Point placement records
★ ★ ★ ★ ★

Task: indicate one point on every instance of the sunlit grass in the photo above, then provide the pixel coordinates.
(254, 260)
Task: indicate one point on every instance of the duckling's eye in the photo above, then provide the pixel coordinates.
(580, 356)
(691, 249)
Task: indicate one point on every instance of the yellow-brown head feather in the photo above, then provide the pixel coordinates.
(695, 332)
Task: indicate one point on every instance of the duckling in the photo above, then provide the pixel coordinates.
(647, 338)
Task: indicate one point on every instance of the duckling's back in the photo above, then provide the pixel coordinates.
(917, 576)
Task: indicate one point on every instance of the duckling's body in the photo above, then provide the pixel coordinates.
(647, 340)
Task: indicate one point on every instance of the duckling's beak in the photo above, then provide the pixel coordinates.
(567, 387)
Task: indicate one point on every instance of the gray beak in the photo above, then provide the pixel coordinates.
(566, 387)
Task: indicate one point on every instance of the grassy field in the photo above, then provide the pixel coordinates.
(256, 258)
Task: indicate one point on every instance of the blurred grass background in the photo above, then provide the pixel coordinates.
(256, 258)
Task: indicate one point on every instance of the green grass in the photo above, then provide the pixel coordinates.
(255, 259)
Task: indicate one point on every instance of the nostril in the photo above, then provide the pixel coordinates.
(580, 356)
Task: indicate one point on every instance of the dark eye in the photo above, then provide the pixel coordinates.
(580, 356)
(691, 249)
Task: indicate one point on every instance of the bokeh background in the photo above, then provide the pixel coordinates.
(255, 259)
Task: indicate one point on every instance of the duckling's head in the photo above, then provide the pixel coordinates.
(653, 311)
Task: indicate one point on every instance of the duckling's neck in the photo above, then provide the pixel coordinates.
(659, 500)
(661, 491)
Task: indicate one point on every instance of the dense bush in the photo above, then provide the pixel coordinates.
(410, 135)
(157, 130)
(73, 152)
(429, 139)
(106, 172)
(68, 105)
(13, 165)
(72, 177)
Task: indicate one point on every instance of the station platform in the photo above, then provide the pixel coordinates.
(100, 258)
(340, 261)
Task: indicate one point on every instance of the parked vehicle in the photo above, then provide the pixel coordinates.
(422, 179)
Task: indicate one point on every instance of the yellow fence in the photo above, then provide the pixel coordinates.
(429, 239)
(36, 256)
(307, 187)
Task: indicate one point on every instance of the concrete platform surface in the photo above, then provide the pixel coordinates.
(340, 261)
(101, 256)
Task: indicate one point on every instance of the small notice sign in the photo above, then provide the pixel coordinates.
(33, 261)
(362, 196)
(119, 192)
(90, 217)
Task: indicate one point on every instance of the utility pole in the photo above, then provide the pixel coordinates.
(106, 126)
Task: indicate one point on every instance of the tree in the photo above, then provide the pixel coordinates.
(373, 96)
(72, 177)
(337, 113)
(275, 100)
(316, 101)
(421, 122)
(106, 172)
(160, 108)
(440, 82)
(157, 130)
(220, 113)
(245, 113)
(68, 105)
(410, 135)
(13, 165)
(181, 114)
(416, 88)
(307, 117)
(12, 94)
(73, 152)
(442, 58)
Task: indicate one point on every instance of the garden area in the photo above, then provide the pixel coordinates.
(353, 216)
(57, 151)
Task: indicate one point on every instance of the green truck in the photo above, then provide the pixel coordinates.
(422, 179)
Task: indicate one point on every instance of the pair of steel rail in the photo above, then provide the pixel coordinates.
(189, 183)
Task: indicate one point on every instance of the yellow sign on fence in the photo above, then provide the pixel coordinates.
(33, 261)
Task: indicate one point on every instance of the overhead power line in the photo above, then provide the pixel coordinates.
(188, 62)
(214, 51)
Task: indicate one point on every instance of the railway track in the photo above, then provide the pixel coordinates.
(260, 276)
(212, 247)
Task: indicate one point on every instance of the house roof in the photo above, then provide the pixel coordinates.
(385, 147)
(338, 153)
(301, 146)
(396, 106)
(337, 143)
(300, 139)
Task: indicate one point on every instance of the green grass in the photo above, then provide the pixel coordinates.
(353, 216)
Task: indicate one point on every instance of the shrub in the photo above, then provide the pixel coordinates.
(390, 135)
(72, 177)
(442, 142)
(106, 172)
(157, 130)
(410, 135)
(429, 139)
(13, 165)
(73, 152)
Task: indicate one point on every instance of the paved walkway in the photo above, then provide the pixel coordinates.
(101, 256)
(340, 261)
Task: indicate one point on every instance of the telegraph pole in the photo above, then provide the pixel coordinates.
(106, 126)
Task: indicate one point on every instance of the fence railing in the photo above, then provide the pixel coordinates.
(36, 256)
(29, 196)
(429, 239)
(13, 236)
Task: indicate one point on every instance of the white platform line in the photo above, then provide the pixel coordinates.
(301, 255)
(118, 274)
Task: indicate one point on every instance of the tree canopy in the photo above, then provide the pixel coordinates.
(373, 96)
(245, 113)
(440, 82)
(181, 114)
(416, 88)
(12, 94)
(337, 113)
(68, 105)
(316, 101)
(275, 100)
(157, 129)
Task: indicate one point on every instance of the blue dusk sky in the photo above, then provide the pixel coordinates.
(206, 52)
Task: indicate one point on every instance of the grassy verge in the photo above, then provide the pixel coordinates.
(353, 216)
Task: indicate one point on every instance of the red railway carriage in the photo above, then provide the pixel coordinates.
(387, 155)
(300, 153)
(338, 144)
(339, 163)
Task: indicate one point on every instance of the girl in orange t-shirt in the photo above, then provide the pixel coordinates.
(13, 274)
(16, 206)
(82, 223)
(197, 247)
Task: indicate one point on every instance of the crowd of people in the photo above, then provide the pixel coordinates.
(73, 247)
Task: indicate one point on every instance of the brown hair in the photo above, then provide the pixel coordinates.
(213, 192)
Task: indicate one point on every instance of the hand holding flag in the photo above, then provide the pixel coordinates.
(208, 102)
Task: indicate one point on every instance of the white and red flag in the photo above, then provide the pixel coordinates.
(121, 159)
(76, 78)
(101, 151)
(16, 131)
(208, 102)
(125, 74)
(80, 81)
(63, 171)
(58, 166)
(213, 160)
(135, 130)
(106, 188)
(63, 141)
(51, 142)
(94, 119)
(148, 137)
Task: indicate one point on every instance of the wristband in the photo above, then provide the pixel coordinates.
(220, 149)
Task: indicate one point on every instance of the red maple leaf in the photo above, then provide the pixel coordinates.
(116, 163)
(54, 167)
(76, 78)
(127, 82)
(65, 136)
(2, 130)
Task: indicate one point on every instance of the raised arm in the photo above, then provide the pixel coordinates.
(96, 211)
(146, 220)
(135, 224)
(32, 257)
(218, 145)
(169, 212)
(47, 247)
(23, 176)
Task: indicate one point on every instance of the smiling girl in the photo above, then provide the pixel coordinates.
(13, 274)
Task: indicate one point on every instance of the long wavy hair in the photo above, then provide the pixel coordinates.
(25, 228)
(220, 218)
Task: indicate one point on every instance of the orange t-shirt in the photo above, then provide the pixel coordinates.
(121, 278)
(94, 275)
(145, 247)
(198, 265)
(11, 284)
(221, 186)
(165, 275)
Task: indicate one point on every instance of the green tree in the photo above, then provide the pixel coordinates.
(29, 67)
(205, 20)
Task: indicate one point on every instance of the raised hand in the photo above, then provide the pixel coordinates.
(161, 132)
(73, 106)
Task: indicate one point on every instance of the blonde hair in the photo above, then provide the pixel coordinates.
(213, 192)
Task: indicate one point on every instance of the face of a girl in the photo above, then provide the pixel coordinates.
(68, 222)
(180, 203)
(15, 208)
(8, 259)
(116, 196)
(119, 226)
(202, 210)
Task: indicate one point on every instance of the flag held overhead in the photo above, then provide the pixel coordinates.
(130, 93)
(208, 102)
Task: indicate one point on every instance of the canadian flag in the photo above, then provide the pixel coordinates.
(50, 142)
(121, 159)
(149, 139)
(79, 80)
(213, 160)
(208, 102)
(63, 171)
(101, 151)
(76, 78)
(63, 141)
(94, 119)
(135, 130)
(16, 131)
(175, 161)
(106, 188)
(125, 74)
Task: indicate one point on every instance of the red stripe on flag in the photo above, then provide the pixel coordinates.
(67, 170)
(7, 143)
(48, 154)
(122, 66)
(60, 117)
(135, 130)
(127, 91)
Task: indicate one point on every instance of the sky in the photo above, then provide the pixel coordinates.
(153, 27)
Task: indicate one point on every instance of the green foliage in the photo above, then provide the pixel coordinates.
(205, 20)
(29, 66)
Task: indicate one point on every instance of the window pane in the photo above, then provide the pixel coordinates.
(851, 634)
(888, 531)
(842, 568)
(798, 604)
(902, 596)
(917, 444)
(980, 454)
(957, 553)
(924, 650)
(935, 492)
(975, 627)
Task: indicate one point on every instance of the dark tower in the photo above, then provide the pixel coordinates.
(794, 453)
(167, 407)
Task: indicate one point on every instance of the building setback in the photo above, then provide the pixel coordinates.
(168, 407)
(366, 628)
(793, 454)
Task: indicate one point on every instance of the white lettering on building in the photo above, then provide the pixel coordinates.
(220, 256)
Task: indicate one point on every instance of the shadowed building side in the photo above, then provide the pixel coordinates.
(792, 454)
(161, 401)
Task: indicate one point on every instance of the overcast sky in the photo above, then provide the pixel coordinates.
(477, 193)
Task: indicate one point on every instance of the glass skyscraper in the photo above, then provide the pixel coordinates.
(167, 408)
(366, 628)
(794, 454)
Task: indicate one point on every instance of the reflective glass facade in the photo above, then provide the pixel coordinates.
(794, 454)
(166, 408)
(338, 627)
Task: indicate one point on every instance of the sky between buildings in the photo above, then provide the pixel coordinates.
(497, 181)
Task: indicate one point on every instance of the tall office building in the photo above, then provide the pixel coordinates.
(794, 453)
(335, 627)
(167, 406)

★ ★ ★ ★ ★

▶ Directions
Print from the line containing "Task: indicate one point on every instance of the sky in" to the last line above, exactly as written.

▶ Full solution
Task: indicate one point on every instance of the sky in the photo above, then provide the pixel coordinates.
(153, 27)
Task: indicate one point on every instance of the green foliage in the photo above, then provide the pixel coordinates.
(205, 20)
(29, 66)
Task: indicate one point on every instance of the window pane in the photo above, then provide the pixel coordinates.
(851, 634)
(888, 531)
(842, 568)
(798, 604)
(902, 596)
(917, 444)
(980, 454)
(957, 553)
(924, 650)
(935, 492)
(975, 627)
Task: indicate one point on every instance of the dark tower in the photo above, then provide the pixel coordinates.
(794, 453)
(167, 407)
Task: indicate one point on every instance of the building setback in the photo above, then provide the pixel coordinates.
(168, 407)
(366, 628)
(793, 454)
Task: indicate one point on every instance of the white lettering on building in the photo above, then provide the pixel coordinates.
(220, 256)
Task: indicate one point on every instance of the shadowed building side in the photo above, then provide the pixel coordinates.
(792, 454)
(161, 401)
Task: indicate one point on every instance of the overcast sky in the photo above, then provide the pixel coordinates.
(477, 193)
Task: indicate one point on every instance of the glass skyscraper in the photo above, then provide the pixel coordinates.
(167, 408)
(366, 628)
(794, 454)
Task: indicate one point on every instance of the reflective glass facade in the photo above, then provide the pixel coordinates.
(794, 454)
(166, 408)
(338, 627)
Task: indicate one point on every instance of the sky between buildings in the photo above, then provide the pixel coordinates.
(497, 181)
Task: indicate one point on every instance of the tall office building in the photo above, then provide the pixel coordinates.
(794, 453)
(335, 627)
(167, 406)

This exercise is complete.